次の課題 =>
A. 本文が戸隠信仰の謎を解く鍵として挙げるキーワードを、すべて書き出せ。
B. 本文のうち「2014年12月15日月曜日」を含む箇所から始めて「く手が掛からない客人だった。」で終わる部分を、「蕎麦」を「うどん」に置き換えて書き直してください。
C. 本文について、次の問いに答えよ。
(i) クズとはどのような龍のことか。
(ii) 筆者が中国人女性2人をまず案内した場所はどこか。
(iii) 黄さんは誰の夫人か。

2014年12月15日月曜日

戸隠信仰と徐福


戸隠信仰の謎を解くキーワードは三つある。(1)クズ(九頭龍神)(2)ゲシャク(牙笏)(3)アマテラス(天照大神)だ。

 まず九頭龍神から。クズとは九頭一尾の龍のことをいう。

 かつて、ひょんな縁から、中国人女性2人の信濃路ガイドをしたことがある。まず戸隠を案内した。日本人の信仰や価値観・文化を理解してもらうには「戸隠で蕎麦を食べるのが一番」と考えた。

 2人は、北京大学の教授夫人の黄さんと医師夫人の華さん。大学で日本語を専攻し、選ばれて留学してきた。日本語はふつうの日本人よりずっと上手で、まったく手が掛からない客人だった。

提示データ =>
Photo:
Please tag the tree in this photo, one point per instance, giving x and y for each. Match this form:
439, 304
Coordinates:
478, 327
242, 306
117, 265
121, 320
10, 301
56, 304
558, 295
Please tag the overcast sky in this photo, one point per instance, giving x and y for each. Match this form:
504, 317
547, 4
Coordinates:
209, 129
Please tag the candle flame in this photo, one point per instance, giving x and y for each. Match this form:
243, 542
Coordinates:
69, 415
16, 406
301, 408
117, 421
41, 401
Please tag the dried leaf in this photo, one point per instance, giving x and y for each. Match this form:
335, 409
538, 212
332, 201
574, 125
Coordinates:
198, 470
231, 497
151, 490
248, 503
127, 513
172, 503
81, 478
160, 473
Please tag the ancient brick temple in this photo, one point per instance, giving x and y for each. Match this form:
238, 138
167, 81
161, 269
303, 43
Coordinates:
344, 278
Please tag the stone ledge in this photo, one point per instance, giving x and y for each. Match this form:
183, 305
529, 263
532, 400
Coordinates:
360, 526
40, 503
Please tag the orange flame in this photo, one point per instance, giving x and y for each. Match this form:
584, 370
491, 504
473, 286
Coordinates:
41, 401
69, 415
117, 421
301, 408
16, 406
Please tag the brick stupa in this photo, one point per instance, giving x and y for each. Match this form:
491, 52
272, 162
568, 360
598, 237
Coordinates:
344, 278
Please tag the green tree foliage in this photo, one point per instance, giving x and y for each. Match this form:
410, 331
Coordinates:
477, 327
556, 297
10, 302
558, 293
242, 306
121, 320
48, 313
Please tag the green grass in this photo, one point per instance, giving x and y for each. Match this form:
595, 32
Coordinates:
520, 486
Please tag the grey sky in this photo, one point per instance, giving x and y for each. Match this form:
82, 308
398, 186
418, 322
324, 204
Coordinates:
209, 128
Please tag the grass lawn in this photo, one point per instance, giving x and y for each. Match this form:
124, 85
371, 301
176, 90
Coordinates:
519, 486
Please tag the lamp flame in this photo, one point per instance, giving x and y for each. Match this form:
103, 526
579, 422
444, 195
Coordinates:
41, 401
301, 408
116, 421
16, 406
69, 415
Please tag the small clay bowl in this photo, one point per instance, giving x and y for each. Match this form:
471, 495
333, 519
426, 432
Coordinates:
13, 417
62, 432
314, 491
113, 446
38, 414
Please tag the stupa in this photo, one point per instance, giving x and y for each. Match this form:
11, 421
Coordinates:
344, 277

課題の解答 =>
A.
クズ(九頭龍神)
ゲシャク(牙笏)
アマテラス(天照大神)

B.
2014年12月15日月曜日

戸隠信仰と徐福


戸隠信仰の謎を解くキーワードは三つある。(1)クズ(九頭龍神)(2)ゲシャク(牙笏)(3)アマテラス(天照大神)だ。

 まず九頭龍神から。クズとは九頭一尾の龍のことをいう。

 かつて、ひょんな縁から、中国人女性2人の信濃路ガイドをしたことがある。まず戸隠を案内した。日本人の信仰や価値観・文化を理解してもらうには「戸隠でうどんを食べるのが一番」と考えた。

 2人は、北京大学の教授夫人の黄さんと医師夫人の華さん。大学で日本語を専攻し、選ばれて留学してきた。日本語はふつうの日本人よりずっと上手で、まったく手が掛からない客人だった。

C.
(i) 九頭一尾の龍
(ii) 戸隠
(iii) 北京大学の教授